__The tasks__:
• 1. Reproduce the part of the cloud adoption post below that runs from "- how far you" up to and including "central IT Ops.".
• 2. Carry on the cloud adoption post below, starting right after its final sentence.

Horseshoe bend #5: Lessons learned so far

2024. február 11. - Floorshrink

The following post is an attempt to summarize the learnings from our cloud journey in the first 18 months. You bet, this is biased, but it might help others who come behind us. Those ahead of us you may put your all-knowing smile on.

How to go faster - the first steps in the chaos

Public cloud adoption is an intertwine of grassroot experimentation, the mandate from the senior management to establish an enterprise grade cloud presence and finally a crash landing of the first cloud workloads without a proper foundation. The sooner you have a program established around it, the less chaotic the first months will be.

You need a cloud strategy

that answers questions like:

why you want the whole thing in the first place, how and when do you declare that you reached this goal and what metrics are used to prove it. (eg. cost saving may not be a strategic goal, while speed is.)
what your core design choices are: cloud architectural design (eg. hub & spoke vs. VWAN), accepted building blocks (cloud services), CI/CD tool set (source and artifact repo, build and deploy tools), IT Sec key decisions (eg. rejecting the use of public IP, checking ingress code from the internet, policy layers, IaC framework and the toolset like Terraform vs. the cloud provider’s native tooling like Bicep) and most importantly a decision-making process how to reach these choices.
the question of ownership: Cloud is much more than a 3^rd datacenter (in fact more than any other IT infrastructure), therefore its governance should be established in the context of Business IT, DevOps, IT security and IT Operations. This is not an ITOps internal affair.
The willingness to change everything: I could not find the source of this quote but I think this is true: “When digital transformation is done right, it's like a caterpillar turning into a butterfly, but when done wrong, all you have is a really fast caterpillar.” You have to change the processes and the org structure if you want to harvest the advantages of the cloud. Without these changes the result will be as slow as the original on prem counterpart is.

The right level of ITSec control – if too loose, you will be hacked, if too tight, nobody will use your stuff and shadow IT orgs will sprout out everywhere. You need to decide on a few core items:
- single CSP, or multi cloud, distributed cloud yes/no, cloud native tools vs 3^rd party for monitoring, managing, protecting it.
- how far you are able (willing) to go with automation, mostly with Infrastructure as a Code (IaC). The dilemma is where to stop. The Pareto principle should give us guidance but it misses one key point: any manual intervention will defeat the purpose of the entire automation. This quote is from 1935, but it is as relevant as ever: “It is difficult to get a man to understand something, when his salary depends on his not understanding it.” /Upton Sinclair/
- what your cloud operating model is: the conservative approach is when the dev teams file a SNOW ticket for everything in the cloud just like on prem, the avant-garde approach is when you give them freedom to implement their preferred PaaS component with their own IaC code and to go YBIYRI (you build it, you run it) for components that are not yet supported by central IT Ops.

__Supplied records__:
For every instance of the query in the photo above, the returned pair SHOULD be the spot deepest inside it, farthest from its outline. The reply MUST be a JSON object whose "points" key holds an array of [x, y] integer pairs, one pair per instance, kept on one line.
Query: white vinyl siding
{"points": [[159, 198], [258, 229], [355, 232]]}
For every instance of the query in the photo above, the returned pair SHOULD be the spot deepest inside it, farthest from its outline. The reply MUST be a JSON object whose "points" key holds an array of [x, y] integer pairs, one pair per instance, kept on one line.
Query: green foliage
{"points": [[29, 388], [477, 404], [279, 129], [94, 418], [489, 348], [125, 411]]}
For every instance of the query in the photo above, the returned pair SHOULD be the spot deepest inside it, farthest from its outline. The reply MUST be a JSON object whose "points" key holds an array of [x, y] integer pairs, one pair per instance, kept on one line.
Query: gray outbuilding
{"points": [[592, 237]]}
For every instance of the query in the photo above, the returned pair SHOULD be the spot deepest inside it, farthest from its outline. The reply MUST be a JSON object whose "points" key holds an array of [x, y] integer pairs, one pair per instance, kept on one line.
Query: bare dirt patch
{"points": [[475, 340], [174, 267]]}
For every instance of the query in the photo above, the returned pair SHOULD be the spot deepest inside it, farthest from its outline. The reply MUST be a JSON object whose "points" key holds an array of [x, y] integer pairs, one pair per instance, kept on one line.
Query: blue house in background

__Written answers__:
• 1.
- how far you are able (willing) to go with automation, mostly with Infrastructure as a Code (IaC). The dilemma is where to stop. The Pareto principle should give us guidance but it misses one key point: any manual intervention will defeat the purpose of the entire automation. This quote is from 1935, but it is as relevant as ever: “It is difficult to get a man to understand something, when his salary depends on his not understanding it.” /Upton Sinclair/
- what your cloud operating model is: the conservative approach is when the dev teams file a SNOW ticket for everything in the cloud just like on prem, the avant-garde approach is when you give them freedom to implement their preferred PaaS component with their own IaC code and to go YBIYRI (you build it, you run it) for components that are not yet supported by central IT Ops.

• 2.
Establishing the Cloud CoE

A program or an org unit: Management needs to find out if you are a project or an org unit. All peer connects (interviews with other enterprises who embarked on this journey earlier) show that introducing the public cloud at enterprise scale is a 5+ year program with likely evergreen residuals. Treating it as a project has implications, eg. 90+ % of the team will leave at the end of the program, taking all learnings with them.
Staffing:
- #1: quick learners with a solid technology background are on high demand. Giving scraps of time of mediocre performers will defeat the purpose of the whole thing.
- #2: the imbalance between supply and demand will crank up the prices to the point that can jeopardize the financial viability of the program.
- #3: be prepared to lose your best cloud engineers to abroad. Our regretted attrition way over the internal FTE attrition. The replacement takes cca 3+ months. The ramp up will require another 3 months, ie. you are down with a top engineer for 6+ months.
- #4: We underestimated, therefore understaffed the process, governance and compliance tasks. Cloud is not only an engineering task, but a heavy lifting on process and compliance, let alone a major change management undertaking as well. The non- engineering activities are 30+% of the job. (the process folks claim this is 50+%...)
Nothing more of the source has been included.